→ **DESCRIPTION OF THE TASK**
Only the records, repeated exactly, should make up the response.

→ **MATERIAL FOR THIS EXERCISE**
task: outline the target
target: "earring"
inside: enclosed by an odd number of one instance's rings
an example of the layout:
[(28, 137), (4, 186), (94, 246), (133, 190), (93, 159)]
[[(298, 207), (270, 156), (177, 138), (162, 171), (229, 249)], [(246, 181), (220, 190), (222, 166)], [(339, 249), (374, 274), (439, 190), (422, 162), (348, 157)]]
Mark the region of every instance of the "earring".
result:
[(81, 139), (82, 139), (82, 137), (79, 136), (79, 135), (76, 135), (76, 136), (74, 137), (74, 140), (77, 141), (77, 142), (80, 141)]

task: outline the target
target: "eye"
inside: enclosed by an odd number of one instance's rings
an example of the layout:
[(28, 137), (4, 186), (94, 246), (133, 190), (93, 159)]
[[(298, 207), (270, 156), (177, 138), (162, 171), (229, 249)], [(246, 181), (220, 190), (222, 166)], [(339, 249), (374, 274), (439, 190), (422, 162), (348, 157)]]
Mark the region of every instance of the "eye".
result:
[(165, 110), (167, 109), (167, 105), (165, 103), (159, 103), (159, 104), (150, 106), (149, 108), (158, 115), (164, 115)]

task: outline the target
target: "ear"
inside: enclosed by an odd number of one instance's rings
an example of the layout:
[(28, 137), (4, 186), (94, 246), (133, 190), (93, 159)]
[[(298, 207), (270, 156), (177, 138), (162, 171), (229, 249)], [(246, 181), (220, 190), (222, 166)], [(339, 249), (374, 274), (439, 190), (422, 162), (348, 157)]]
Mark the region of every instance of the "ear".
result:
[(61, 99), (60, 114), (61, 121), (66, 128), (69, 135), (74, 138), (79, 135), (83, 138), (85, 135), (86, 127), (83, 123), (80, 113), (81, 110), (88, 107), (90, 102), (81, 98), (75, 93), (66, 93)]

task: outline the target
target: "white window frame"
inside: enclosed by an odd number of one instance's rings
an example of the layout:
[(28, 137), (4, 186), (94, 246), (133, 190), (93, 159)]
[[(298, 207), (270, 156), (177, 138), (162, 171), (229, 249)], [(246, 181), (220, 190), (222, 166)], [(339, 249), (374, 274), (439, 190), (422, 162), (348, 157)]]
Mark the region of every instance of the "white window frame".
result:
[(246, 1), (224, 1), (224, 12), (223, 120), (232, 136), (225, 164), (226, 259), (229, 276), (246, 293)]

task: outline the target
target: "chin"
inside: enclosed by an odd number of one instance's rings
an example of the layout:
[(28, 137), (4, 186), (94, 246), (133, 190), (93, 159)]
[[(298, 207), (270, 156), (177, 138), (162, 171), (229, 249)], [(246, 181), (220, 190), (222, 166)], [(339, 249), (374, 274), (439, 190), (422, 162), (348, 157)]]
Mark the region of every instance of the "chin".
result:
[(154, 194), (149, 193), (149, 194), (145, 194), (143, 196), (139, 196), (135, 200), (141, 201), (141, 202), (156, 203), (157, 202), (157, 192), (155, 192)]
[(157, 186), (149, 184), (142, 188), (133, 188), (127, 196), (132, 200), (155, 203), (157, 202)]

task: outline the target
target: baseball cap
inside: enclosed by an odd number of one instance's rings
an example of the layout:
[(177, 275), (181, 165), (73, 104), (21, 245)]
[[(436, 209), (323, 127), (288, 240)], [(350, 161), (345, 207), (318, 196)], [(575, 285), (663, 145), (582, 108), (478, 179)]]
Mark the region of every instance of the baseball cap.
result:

→ **WRITTEN ANSWER**
task: outline the target
target: "earring"
inside: enclosed by an odd number of one instance's rings
an example of the layout:
[(28, 137), (4, 186), (94, 246), (133, 190), (93, 159)]
[[(298, 207), (270, 156), (177, 138), (162, 171), (229, 249)], [(246, 181), (220, 190), (222, 166)], [(339, 249), (374, 274), (439, 190), (422, 162), (348, 157)]]
Mark the region of every instance of the "earring".
result:
[(81, 139), (82, 139), (82, 137), (79, 136), (79, 135), (76, 135), (76, 136), (74, 137), (74, 140), (77, 141), (77, 142), (80, 141)]

task: outline the target
target: "eye"
inside: enclosed by an odd number of one instance's rings
an example of the layout:
[(28, 137), (4, 186), (94, 246), (133, 190), (93, 159)]
[[(298, 207), (270, 156), (177, 138), (162, 171), (229, 249)], [(246, 181), (220, 190), (222, 166)], [(339, 249), (374, 274), (439, 190), (422, 162), (348, 157)]]
Mark the region of every instance of the "eye".
result:
[(165, 110), (167, 109), (167, 105), (165, 103), (159, 103), (159, 104), (150, 106), (149, 108), (158, 115), (164, 115)]

task: outline the target
target: "ear"
inside: enclosed by an odd number of one instance's rings
an example of the layout:
[(28, 137), (4, 186), (94, 246), (133, 190), (93, 159)]
[[(298, 207), (270, 156), (177, 138), (162, 171), (229, 249)], [(246, 181), (220, 190), (222, 166)], [(339, 249), (374, 274), (439, 190), (422, 162), (348, 157)]]
Mark the region of every instance of the "ear".
result:
[(61, 99), (60, 114), (61, 121), (66, 128), (69, 135), (74, 138), (79, 135), (83, 138), (85, 135), (86, 127), (83, 123), (80, 113), (81, 110), (88, 107), (90, 102), (81, 98), (75, 93), (66, 93)]

task: outline the target
target: "white window frame"
inside: enclosed by an odd number of one instance's rings
an example of the layout:
[(28, 137), (4, 186), (94, 246), (133, 190), (93, 159)]
[[(298, 207), (270, 156), (177, 138), (162, 171), (229, 249)], [(246, 181), (220, 190), (222, 166)], [(339, 249), (374, 274), (439, 190), (422, 162), (348, 157)]]
Mark the region of every instance of the "white window frame".
result:
[(246, 1), (224, 1), (224, 12), (223, 120), (232, 136), (225, 164), (226, 259), (229, 276), (246, 293)]

task: outline the target
target: "chin"
inside: enclosed by an odd number of one instance's rings
an example of the layout:
[(28, 137), (4, 186), (94, 246), (133, 190), (93, 159)]
[[(298, 207), (270, 156), (177, 138), (162, 171), (229, 249)], [(246, 181), (220, 190), (222, 166)], [(339, 249), (374, 274), (439, 190), (422, 162), (348, 157)]]
Mark the region of every instance of the "chin".
result:
[(154, 194), (149, 193), (149, 194), (145, 194), (143, 196), (139, 196), (135, 200), (141, 201), (141, 202), (156, 203), (157, 202), (157, 192), (155, 192)]
[(157, 186), (149, 184), (142, 188), (133, 188), (127, 196), (132, 200), (155, 203), (157, 202)]

task: outline the target
target: baseball cap
inside: enclosed by an odd number of one instance's rings
an example of the layout:
[(177, 275), (181, 165), (73, 104), (21, 245)]
[[(436, 209), (323, 127), (288, 240)], [(350, 161), (345, 207), (318, 196)], [(575, 285), (663, 145), (582, 108), (478, 179)]]
Mark the region of every instance of the baseball cap.
result:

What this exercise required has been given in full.